● **WORK TO BE COMPLETED**: Render the records from the line containing "Pin a point on every instance of the child" through the line containing "(1147, 817)", both lines included, as a JSON list of strings with one string per line and blank lines omitted.

● **SUPPLIED MATERIAL**:
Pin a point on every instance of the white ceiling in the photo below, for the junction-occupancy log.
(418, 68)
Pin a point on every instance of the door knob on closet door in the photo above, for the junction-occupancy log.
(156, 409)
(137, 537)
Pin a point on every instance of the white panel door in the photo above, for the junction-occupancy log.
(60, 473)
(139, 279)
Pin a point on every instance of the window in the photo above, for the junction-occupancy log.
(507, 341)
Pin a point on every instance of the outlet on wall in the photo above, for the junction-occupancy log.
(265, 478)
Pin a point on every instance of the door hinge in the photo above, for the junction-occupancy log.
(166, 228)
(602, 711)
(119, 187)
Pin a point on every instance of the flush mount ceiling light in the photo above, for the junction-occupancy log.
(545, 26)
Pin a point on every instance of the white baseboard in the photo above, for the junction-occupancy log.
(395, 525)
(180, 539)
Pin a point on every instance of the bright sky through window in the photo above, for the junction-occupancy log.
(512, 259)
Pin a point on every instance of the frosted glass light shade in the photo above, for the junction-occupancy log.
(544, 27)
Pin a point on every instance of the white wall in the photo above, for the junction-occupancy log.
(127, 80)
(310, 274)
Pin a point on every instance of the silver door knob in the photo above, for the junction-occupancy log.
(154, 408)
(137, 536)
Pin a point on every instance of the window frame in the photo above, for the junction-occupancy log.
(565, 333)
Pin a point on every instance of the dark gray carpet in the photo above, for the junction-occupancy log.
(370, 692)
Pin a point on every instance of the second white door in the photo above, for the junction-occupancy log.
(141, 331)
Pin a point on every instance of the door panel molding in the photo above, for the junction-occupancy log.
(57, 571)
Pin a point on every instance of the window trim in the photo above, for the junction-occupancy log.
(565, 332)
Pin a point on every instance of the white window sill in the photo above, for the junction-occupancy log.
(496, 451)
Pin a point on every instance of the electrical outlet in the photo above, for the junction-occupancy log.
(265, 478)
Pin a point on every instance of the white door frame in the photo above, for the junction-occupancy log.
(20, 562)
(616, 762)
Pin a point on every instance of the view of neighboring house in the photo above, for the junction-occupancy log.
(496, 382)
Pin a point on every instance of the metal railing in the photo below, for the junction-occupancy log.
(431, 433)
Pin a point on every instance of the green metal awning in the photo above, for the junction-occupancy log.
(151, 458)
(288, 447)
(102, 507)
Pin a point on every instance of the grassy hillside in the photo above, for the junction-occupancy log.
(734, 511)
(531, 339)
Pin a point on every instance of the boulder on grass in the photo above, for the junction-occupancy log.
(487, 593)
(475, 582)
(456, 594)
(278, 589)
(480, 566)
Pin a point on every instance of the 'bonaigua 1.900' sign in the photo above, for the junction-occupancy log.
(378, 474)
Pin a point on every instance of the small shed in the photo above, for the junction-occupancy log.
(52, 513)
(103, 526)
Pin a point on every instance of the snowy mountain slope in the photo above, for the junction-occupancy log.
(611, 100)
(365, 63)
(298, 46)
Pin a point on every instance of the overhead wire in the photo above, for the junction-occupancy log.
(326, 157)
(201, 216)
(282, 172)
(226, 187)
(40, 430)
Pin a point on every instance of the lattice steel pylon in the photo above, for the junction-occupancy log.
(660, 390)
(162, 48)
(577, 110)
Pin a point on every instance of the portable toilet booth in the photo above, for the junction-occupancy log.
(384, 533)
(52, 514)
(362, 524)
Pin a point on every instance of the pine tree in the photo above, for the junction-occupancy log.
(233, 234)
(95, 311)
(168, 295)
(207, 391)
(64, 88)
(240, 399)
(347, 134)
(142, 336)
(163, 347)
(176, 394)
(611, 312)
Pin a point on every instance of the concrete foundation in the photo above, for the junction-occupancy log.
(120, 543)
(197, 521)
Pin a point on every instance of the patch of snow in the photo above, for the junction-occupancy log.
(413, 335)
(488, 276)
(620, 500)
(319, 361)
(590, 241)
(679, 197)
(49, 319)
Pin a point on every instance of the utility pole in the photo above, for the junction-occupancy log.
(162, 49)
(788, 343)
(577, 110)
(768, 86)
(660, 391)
==
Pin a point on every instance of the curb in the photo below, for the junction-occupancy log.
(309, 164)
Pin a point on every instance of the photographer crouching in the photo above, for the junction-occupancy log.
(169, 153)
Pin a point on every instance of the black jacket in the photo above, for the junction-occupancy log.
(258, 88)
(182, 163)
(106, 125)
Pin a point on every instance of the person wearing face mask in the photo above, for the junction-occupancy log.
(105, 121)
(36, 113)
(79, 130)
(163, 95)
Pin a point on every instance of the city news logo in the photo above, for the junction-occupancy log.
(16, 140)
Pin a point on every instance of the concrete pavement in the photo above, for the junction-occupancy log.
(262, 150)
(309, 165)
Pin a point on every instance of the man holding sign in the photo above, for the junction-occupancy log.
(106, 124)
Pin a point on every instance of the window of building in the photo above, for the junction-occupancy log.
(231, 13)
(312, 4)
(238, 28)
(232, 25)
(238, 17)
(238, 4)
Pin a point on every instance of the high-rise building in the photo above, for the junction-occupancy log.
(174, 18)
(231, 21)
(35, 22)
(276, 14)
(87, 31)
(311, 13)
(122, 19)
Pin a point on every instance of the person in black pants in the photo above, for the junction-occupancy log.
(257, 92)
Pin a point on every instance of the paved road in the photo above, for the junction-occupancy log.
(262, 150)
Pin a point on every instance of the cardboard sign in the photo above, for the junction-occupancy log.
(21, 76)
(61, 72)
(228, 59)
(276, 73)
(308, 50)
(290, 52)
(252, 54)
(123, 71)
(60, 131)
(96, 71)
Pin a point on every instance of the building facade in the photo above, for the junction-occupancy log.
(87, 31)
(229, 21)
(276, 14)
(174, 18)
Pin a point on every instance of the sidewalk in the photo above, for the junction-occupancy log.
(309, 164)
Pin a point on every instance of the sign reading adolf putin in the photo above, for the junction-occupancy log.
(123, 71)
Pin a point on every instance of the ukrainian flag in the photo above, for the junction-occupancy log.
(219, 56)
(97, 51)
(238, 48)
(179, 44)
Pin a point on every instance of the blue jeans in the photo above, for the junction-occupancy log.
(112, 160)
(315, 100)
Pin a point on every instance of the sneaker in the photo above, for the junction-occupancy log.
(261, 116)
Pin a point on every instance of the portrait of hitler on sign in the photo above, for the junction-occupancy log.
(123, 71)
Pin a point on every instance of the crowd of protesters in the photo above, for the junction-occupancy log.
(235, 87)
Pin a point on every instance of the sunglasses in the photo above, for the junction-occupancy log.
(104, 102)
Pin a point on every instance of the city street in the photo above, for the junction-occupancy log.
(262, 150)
* * *
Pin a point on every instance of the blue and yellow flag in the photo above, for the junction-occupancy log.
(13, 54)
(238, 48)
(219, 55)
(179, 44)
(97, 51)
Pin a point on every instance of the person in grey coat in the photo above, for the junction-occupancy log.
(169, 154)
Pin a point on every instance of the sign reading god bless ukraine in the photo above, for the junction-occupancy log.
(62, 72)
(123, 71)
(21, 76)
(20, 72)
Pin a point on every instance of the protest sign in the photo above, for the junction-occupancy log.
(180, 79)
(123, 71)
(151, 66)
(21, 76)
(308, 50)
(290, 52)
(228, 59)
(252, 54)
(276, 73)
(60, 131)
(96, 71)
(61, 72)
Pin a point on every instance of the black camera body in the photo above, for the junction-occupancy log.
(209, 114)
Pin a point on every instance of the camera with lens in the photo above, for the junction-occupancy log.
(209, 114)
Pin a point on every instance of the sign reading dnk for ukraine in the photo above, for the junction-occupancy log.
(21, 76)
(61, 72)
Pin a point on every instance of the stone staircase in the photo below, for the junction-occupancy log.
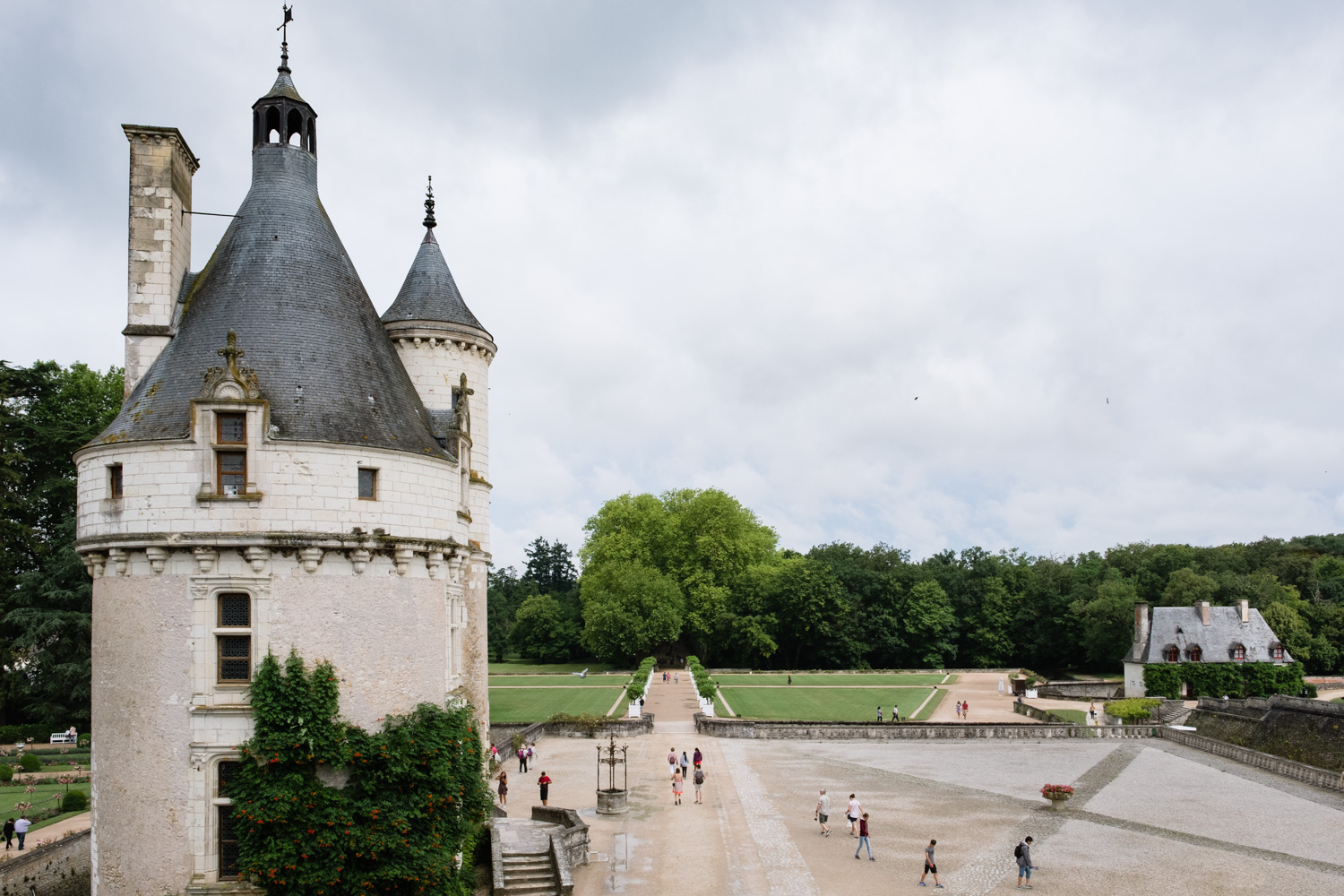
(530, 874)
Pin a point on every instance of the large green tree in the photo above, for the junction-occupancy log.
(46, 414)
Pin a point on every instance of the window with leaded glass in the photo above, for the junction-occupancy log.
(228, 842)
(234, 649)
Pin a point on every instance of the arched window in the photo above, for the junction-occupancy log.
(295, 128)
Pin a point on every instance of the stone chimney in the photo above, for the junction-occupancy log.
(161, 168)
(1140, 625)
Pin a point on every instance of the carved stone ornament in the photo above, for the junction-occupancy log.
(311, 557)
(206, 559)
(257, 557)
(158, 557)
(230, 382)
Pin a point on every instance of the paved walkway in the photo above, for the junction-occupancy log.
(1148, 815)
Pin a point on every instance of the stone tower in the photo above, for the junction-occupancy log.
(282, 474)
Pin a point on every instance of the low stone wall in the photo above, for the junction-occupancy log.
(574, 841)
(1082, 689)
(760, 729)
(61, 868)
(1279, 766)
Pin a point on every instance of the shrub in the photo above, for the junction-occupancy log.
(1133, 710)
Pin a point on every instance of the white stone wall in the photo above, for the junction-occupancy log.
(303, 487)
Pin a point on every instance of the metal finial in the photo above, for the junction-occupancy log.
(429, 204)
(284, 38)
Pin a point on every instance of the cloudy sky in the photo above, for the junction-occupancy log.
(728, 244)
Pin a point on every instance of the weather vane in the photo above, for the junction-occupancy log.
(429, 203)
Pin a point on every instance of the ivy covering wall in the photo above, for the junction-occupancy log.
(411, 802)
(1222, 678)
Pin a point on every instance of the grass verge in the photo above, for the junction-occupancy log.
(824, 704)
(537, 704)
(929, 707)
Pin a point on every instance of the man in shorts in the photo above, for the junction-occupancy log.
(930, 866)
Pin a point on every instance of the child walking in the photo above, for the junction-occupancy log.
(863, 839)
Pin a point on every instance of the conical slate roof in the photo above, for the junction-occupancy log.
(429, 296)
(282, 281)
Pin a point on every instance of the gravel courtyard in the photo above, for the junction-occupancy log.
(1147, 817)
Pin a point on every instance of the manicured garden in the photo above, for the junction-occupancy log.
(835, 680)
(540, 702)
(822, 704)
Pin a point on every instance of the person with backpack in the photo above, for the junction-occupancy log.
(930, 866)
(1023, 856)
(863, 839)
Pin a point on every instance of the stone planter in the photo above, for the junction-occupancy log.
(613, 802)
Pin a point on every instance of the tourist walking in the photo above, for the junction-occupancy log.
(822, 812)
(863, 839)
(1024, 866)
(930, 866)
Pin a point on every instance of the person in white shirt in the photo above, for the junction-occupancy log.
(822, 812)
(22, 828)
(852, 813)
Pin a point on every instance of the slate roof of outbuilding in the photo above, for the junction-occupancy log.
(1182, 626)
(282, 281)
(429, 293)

● **TASK SOLUTION**:
[
  "Pin a point on every instance of the child walking in the photo above, for the junction-occupancy log.",
  "(863, 839)",
  "Pin a point on every instance of the conical slate roof in the photo above, for the junction-occupancy log.",
  "(429, 296)",
  "(282, 281)",
  "Pin a point on every instance of the gravel courtyard in the photo above, for the junction-occupancy log.",
  "(1147, 817)"
]